# Work required
Reproduce all entries precisely, down to the last character.

*****

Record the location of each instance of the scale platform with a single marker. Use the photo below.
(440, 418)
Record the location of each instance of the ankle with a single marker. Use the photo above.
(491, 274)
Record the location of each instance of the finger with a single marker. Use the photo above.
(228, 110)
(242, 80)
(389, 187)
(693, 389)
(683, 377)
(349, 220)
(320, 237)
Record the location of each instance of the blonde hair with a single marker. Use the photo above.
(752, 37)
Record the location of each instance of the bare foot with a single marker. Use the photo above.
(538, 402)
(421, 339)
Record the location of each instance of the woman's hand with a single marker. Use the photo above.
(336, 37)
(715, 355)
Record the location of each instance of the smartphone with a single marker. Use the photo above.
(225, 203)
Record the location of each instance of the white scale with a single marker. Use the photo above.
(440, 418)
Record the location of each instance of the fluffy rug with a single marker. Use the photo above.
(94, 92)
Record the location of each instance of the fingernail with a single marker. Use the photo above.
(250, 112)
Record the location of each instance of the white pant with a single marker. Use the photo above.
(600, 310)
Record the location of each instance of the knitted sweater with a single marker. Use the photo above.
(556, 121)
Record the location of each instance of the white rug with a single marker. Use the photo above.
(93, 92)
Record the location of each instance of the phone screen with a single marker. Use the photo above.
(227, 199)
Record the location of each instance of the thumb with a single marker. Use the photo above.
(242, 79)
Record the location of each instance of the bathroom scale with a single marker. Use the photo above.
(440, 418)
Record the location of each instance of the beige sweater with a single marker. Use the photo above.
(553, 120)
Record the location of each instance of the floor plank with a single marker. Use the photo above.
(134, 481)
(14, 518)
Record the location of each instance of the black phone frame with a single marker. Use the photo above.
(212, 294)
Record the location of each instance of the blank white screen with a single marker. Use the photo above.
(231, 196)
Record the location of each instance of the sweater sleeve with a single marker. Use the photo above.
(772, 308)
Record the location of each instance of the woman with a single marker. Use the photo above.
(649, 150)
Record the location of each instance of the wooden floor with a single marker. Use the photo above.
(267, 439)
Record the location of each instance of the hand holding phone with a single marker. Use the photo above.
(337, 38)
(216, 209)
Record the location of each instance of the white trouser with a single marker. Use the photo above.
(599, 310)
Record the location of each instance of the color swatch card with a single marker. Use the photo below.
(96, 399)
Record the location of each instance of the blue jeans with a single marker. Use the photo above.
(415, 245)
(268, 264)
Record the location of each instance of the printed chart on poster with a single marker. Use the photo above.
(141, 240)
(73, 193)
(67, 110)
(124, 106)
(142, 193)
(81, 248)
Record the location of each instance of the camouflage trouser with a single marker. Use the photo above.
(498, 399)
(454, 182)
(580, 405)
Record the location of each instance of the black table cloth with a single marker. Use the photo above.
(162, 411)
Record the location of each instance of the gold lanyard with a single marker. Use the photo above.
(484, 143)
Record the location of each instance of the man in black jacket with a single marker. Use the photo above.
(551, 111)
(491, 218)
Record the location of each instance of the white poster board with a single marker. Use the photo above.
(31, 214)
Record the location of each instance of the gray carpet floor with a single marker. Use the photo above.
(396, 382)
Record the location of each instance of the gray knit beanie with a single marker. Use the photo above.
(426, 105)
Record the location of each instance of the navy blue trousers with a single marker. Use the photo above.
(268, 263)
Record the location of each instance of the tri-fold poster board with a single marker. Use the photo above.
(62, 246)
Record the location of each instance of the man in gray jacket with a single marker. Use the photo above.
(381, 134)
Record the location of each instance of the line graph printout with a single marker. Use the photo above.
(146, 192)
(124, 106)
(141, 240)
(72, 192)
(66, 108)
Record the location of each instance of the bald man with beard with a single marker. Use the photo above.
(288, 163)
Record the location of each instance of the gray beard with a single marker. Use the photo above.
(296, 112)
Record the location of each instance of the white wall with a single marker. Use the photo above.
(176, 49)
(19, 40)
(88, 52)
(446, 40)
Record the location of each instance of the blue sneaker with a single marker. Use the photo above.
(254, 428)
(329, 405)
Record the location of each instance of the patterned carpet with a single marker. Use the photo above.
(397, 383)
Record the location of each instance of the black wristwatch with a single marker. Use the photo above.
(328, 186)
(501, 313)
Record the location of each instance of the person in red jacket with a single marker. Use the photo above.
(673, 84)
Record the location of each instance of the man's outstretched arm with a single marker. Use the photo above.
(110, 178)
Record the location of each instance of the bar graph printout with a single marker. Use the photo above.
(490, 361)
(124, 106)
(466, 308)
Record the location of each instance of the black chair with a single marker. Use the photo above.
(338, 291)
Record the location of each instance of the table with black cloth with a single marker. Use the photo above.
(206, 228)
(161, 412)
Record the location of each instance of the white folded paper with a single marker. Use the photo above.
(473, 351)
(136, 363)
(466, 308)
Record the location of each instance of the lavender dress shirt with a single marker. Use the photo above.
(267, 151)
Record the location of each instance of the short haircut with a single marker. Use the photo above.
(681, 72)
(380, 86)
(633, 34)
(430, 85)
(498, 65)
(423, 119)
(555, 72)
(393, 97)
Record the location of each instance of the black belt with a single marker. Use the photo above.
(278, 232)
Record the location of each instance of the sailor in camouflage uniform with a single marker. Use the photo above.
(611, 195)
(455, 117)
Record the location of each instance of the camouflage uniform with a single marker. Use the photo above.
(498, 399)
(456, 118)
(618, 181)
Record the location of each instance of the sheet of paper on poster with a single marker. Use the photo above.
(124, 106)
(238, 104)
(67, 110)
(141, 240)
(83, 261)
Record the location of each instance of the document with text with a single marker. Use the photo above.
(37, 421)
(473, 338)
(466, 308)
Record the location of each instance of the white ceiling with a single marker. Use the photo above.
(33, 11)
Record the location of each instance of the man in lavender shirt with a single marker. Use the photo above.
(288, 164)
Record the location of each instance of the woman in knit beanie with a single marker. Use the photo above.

*****

# Exercise answer
Record the location of each instance of the scale platform with a single marker. Use the photo below.
(440, 418)
Record the location of each instance of the ankle with a single marker. Use the photo above.
(491, 274)
Record the location of each instance of the finger with a single marker. Use the photo above.
(228, 110)
(242, 80)
(389, 187)
(693, 389)
(683, 377)
(349, 220)
(320, 237)
Record the location of each instance of the blonde hair with a single marker. Use the photo above.
(752, 37)
Record the location of each instance of the bare foot with a single marker. Use the photo above.
(538, 402)
(421, 339)
Record the location of each instance of the woman's hand with a single marker. Use the photo above.
(336, 37)
(715, 355)
Record the location of each instance of the smartphone with a single marker. Use the photo above.
(225, 203)
Record the location of each instance of the white scale with a single marker. Use the photo above.
(440, 418)
Record the location of each instance of the fluffy rug with a single marker. Use the photo above.
(94, 92)
Record the location of each instance of the fingernail with a single marker. Use the photo above.
(250, 112)
Record the location of each instance of the white pant with a single marker. Use the photo above.
(600, 310)
Record the location of each instance of the knitted sweater with a single marker. Use the photo above.
(556, 121)
Record the location of each instance of the white rug with a single marker. Use the photo above.
(93, 92)
Record the location of each instance of the phone screen with a single marker. Use the photo above.
(227, 199)
Record the location of each instance of the thumb with a single marker. Use the photo above.
(242, 79)
Record the location of each instance of the bathroom scale with a single marker. Use the photo above.
(440, 418)
Record the location of each instance of the beige sweater with a single marker. Use the photo above.
(553, 120)
Record the location of each instance of the floor plank with a single marker. Use the photo above.
(134, 481)
(14, 518)
Record the location of each instance of the black phone frame with a single marker. Use the photo above.
(212, 294)
Record the location of each instance of the blank white screen with a single marker. Use the photo above.
(231, 196)
Record the location of each instance of the sweater sleeve with a single marker. Use the photo above.
(772, 308)
Record the location of each instance of the woman with a single marker. Use the photo above.
(649, 150)
Record the location of each instance of the wooden floor with a single marker. Use the photo above.
(267, 439)
Record the location of each instance of the hand holding phone with a single marker. Use the photo above.
(337, 38)
(216, 209)
Record the location of each instance of the white trouser with a single marker. Use the photo above.
(599, 310)
Record the location of each instance of the color swatch card with a single marker. Use the photo below.
(96, 399)
Record the location of each instance of the blue jeans with a single marker. Use the photo above.
(415, 245)
(268, 264)
Record the location of each instance of the printed chart on poster with a single marker. Use the photo above.
(141, 240)
(73, 193)
(67, 110)
(124, 106)
(142, 193)
(81, 248)
Record the location of each instance of the camouflage trouser with a single marker. Use the photo above.
(498, 399)
(454, 182)
(580, 405)
Record the location of each instance of the black table cloth with a single marker. Use the photo above.
(162, 411)
Record the location of each instance of the gold lanyard with a single marker. Use the photo above.
(484, 143)
Record the location of each instance of the man in black jacket with a single marker. Use the photo above.
(551, 111)
(491, 218)
Record the location of each instance of the white poster board with a single marker. Use the photo above.
(31, 214)
Record the location of each instance of the gray carpet floor with a single marker. Use the photo above.
(396, 382)
Record the location of each instance of the gray knit beanie with a single marker. Use the photo above.
(426, 105)
Record the location of each instance of the navy blue trousers with a single marker. Use the photo above.
(268, 263)
Record the location of each instance of the tri-fold poster board with a single marker. Use the photo above.
(62, 246)
Record the location of each instance of the man in gray jacket with a single marker. Use the photo above.
(381, 134)
Record the location of each instance of the line graph printout with a single marker. Use the photo above.
(146, 192)
(124, 106)
(141, 240)
(72, 192)
(66, 108)
Record the location of each instance of the bald man with beard with a single marker. Use the photo above.
(288, 163)
Record the location of each instance of the gray beard with a single marker. Use the photo above.
(296, 112)
Record the location of each instance of the white wall with a single marker. Use the photo above.
(176, 49)
(19, 40)
(88, 52)
(446, 40)
Record the location of each instance of the blue sneaker with a single marker. Use the photo above.
(254, 428)
(329, 405)
Record the location of each instance of the patterned carpet with a single marker. Use the photo above.
(397, 383)
Record the location of each instance of the black wristwatch with a single marker. Use the photo above.
(328, 186)
(501, 313)
Record the location of each instance of the person in red jacket with a single marker. Use the photo above.
(673, 84)
Record the location of each instance of the man's outstretched arm with a single marker. Use the photo above.
(110, 178)
Record the location of each instance of the bar graph printout with a single marker. Use the photo above.
(490, 361)
(124, 106)
(466, 308)
Record the location of each instance of the black chair with a single marker. Use the photo above.
(338, 291)
Record the location of each instance of the table with black cloth with a single marker. Use the photo above.
(206, 228)
(161, 412)
Record the location of each instance of the white folded paper with a single marker. Use the photo above.
(473, 351)
(136, 363)
(466, 308)
Record the location of each instance of the lavender dress shirt with a single marker. Use the photo above.
(267, 151)
Record the location of each instance of the short haircut with a single marker. Use the photo above.
(681, 72)
(380, 86)
(633, 34)
(430, 85)
(498, 65)
(423, 119)
(555, 72)
(393, 97)
Record the location of each instance of the black belt with a single marker. Use the photo above.
(278, 232)
Record the location of each instance of the sailor in camouflage uniform with a single marker. Use the photo above.
(611, 195)
(455, 117)
Record the location of each instance of the camouflage uniform with a single marker. Use the photo above.
(498, 399)
(456, 118)
(618, 181)
Record the location of each instance of the sheet of paper on poster with a single marker. Use the photo above.
(124, 106)
(238, 104)
(67, 110)
(141, 240)
(83, 261)
Record the location of each instance of the document with text with a single marker. Use the photo above.
(37, 421)
(473, 338)
(466, 308)
Record the location of each instance of the white ceiling with a single marker. Use the photo above.
(33, 11)
Record the location of each instance of the man in lavender shirt with a single marker. Use the photo above.
(288, 164)
Record the location of each instance of the woman in knit beanie with a single marker. Use the photo above.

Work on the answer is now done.